▸ Problem details
Continue the project report on recreating the TAGE branch predictor, starting right after its last sentence.

▸ Selection
● ● ●
# Recreating Results of the TAGE Branch Predictor

CSE240B (WI25) Project Report

# **Group Details**

| Name           | PID       | Contributions                                                                                                  |
|----------------|-----------|----------------------------------------------------------------------------------------------------------------|
| Arjit Verma    | A69030364 | Review papers, create debug and allocation framework, add tag comparisons, iteratively improve prediction rate |
| Shaurya Chopra | A69029758 | Review papers, create initial working framework, add prediction counters, iteratively improve prediction rate  |

#### Introduction

Improving branch prediction accuracy has long been one of the principal ways in improving performance in CPUs. In this work, we analyze in detail the TAGE (TAgged GEometric history length branch prediction) [3] [2] algorithm for branch prediction. TAGE was first proposed by Andre Seznec, and a lot of enhancements have been made on top of TAGE since it was first proposed. These TAGE variants have since become the state of the art for branch prediction in modern CPUs. We reviewed the most recent implementation by Seznec, TAGE-SC-L [1] and have attempted to implement our understanding of the same and assess its performance.

# **Background and Motivation**

Branch prediction is one of the most widely used methods for improving performance in CPUs. Most modern processors are pipelined, and often have pipelines as deep as 20 stages or more. To make full use of the instruction level parallelism that pipelining can provide, it is critical to keep the pipeline full, moving forward with every cycle, and executing the correct sequence of instructions.

Most programs have a fair number of control flow instructions (i.e. branches). A typical number is one in five instructions. This means that, if no optimizations are done, after every five instructions, we need to jump to a different address and start filling up the pipeline fetching sequentially from that address. This would mean instructions currently in the pipeline need to be flushed away, wasting valuable execution time and power. Therefore, if we see a control instruction like a branch, we want to be able to predict which way it will jump at fetch time itself, so that we can minimize pipeline flushes.

As an example, consider the following toy example (adapted from Prof. Onur Mutlu's lecture notes [5]), which is representative of modern CPUs: pipeline depth of 20, and an instruction fetch width of 5 instructions per cycle. Assume that each 5 instruction block ends with a branch. Now, consider different cases of how accurate our BPU (branch predictor unit) is, to compare the effect on the time it takes to fetch 500 instructions:

- 100% accurate
  - It takes 100 cycles, since all instructions are on the correct path
- 99% accurate
  - There are a total of 100 branches in the program. The misprediction rate is 1%, so 20 extra instructions would have been fetched that need to be flushed from the pipeline.
● ● ●
▸ Extracted information
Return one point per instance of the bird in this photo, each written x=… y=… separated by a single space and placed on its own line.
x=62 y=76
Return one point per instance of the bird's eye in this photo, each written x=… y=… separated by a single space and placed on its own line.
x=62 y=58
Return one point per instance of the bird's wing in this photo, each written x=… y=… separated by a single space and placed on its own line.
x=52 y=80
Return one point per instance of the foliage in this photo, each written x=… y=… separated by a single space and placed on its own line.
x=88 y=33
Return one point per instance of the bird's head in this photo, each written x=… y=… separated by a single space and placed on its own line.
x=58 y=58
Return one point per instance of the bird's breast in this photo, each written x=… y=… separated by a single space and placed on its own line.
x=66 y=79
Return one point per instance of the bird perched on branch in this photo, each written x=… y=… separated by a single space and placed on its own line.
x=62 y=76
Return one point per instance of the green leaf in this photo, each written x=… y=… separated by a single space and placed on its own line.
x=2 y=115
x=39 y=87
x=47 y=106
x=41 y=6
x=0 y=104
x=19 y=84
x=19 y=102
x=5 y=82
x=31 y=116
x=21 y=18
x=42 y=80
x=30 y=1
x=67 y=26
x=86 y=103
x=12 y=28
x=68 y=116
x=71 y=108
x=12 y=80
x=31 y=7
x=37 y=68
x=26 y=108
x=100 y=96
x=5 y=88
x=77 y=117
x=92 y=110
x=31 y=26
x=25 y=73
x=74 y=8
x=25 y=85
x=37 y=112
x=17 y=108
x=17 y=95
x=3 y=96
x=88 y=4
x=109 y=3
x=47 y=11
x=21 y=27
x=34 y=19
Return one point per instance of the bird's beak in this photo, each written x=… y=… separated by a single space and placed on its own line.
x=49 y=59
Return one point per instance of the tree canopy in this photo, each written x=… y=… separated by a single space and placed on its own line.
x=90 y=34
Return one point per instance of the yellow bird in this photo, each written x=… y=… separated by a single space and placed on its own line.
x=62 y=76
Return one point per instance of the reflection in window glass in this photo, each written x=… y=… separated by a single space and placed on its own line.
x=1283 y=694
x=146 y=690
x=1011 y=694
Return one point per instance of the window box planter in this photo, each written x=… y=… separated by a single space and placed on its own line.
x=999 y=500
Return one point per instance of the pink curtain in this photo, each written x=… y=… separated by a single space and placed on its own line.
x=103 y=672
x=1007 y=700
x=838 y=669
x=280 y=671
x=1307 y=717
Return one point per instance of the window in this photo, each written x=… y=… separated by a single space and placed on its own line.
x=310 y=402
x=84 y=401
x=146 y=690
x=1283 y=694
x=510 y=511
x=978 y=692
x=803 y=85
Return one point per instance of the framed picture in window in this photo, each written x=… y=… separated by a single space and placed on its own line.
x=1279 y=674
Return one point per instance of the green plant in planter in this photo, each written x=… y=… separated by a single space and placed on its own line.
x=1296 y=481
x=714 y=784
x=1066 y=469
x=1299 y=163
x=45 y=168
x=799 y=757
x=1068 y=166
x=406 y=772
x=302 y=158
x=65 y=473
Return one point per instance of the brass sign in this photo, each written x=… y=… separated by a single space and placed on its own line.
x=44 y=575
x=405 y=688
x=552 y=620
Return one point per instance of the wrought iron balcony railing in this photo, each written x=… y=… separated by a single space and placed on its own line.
● ● ●
▸ Response to the exercise
- This means our program took 120 cycles instead of 100, i.e. 20% performance degradation
- 98% accurate
  - Similar to the above example, now two branches are mispredicted, so 40 extra instructions were fetched and flushed, leading to a 40% degradation
- 95% accurate
  - Five branches are mispredicted, so 100 extra instructions need to be flushed from the pipeline, leading to 100% degradation

The above example demonstrates how critical it is to have a good branch prediction scheme.

In this work, we analyse the TAGE (partially TAgged GEometric history length) branch prediction algorithm. TAGE and its variants are now the state of the art in industry. We analyze and implement TAGE, and compare it with GSHARE, a very famous earlier branch prediction algorithm.

## Design

## **Overview of the TAGE Algorithm**

The TAGE algorithm builds upon the significantly simpler GSHARE algorithm, and further optimizes it by using several pattern history tables indexed using a hash of global history registers of varying lengths. The GSHARE (Global History Predictor with Index Sharing) algorithm (which serves as our baseline) uses a hash of the PC (program counter) and a constant length global history vector, h, to index into a table. Each entry in the table is an unsigned 2-bit counter. These are saturating counters, with the most significant bit used for prediction. The hash function is a simple XOR of PC and h. The below diagram illustrates GSHARE [6]:



Fig. 1 GSHARE hashing algorithm

In our understanding, one of the key design decisions in GSHARE is the history length itself. There is a correlation between the chosen history length and the performance of the BPU on a particular application. In our understanding, this serves as a key motivation for TAGE. TAGE uses varying, geometrically increasing history lengths, so that it can adapt to different workloads and train the BPU accordingly.

The predictor consists of a "base" predictor, T0, which has a table of 2-bit saturating counters, similar to GSHARE. It then has multiple tables, each of them using geometrically increasing history lengths. If

multiple tables return a valid prediction, then the table using the longest history length is used to perform the prediction.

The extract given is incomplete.